Problem to work on — Take the material below and output exactly the run of lines from the one containing "Target: front door" down to the one containing "Drop a marker on every instance of the cornice", with both included.

Data extract —
>>>
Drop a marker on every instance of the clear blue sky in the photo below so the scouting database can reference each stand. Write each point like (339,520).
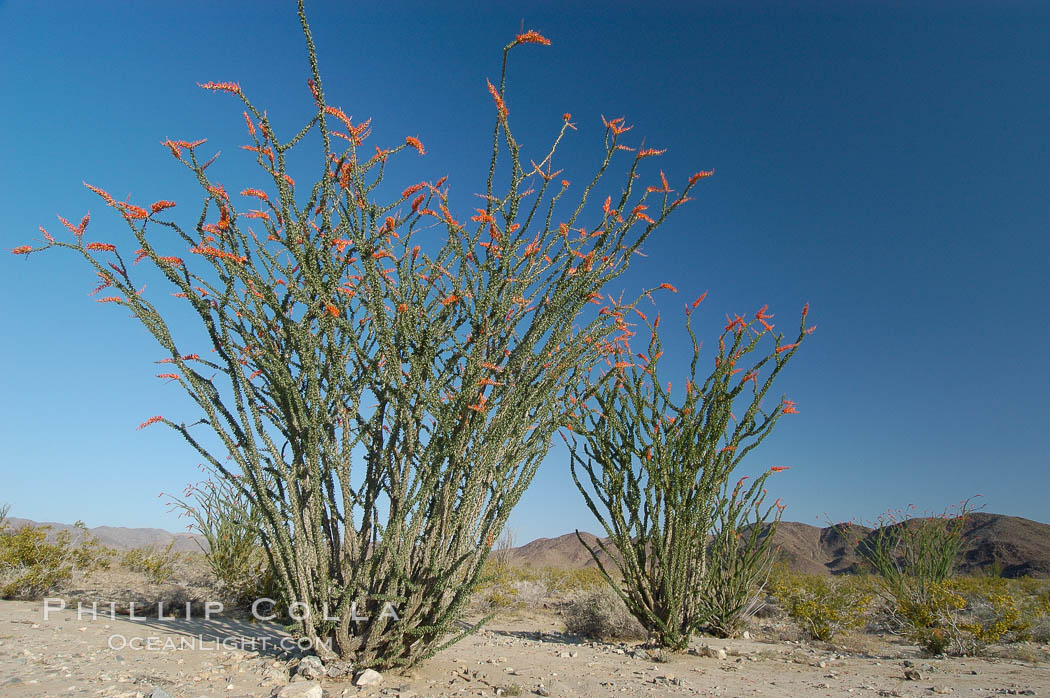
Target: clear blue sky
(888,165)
<<<
>>>
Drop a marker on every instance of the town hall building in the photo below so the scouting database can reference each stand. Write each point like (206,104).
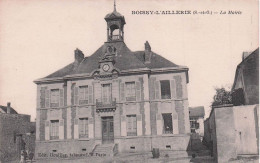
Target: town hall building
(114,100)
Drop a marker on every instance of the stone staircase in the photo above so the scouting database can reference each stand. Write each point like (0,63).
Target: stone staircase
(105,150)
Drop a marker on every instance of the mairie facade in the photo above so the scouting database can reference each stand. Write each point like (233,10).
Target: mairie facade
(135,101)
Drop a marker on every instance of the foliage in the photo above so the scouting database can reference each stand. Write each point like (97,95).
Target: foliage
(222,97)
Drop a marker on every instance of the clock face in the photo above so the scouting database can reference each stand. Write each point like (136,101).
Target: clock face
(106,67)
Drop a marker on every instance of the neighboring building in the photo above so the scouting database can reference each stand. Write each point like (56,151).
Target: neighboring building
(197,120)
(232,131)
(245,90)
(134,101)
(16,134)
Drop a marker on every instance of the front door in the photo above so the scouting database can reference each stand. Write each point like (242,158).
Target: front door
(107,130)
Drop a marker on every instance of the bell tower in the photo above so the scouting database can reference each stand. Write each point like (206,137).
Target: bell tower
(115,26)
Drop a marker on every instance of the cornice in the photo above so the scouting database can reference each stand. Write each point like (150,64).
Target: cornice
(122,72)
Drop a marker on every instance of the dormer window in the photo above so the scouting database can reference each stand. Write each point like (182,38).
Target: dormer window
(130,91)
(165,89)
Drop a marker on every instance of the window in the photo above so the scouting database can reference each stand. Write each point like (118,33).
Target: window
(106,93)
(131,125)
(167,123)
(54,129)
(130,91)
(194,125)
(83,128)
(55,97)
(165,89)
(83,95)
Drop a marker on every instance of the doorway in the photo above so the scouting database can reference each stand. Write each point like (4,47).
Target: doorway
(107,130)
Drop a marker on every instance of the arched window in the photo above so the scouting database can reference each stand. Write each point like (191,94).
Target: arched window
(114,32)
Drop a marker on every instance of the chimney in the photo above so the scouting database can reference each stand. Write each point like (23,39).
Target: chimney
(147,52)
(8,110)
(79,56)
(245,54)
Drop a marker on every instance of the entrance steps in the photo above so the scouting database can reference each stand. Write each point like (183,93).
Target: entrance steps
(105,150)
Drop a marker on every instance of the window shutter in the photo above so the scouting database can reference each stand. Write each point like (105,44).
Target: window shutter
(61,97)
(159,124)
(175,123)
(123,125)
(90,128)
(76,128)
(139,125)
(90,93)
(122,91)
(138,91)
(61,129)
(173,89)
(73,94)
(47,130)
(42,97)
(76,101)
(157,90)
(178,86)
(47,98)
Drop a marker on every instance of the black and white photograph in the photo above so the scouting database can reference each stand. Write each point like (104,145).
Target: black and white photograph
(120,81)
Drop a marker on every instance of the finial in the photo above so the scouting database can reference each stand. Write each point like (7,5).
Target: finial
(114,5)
<<<
>>>
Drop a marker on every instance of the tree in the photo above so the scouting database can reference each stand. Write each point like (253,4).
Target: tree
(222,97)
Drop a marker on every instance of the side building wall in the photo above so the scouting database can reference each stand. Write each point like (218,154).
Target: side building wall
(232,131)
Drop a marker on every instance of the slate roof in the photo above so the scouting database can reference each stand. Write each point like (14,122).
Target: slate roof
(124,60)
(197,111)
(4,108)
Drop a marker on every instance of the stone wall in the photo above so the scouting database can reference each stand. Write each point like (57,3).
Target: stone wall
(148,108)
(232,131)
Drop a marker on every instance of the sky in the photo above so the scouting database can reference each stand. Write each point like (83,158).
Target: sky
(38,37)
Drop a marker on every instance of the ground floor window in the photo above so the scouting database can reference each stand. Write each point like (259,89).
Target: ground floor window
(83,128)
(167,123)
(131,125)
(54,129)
<<<
Output below —
Target: front door
(107,130)
Drop a marker on every instance of the bell tower in the photo above so the scouting database can reference each stand. Write each point like (206,137).
Target: bell tower
(115,26)
Drop a marker on every instance of the cornice in the photo above so the scouting database can reference each stand. Write each point like (150,64).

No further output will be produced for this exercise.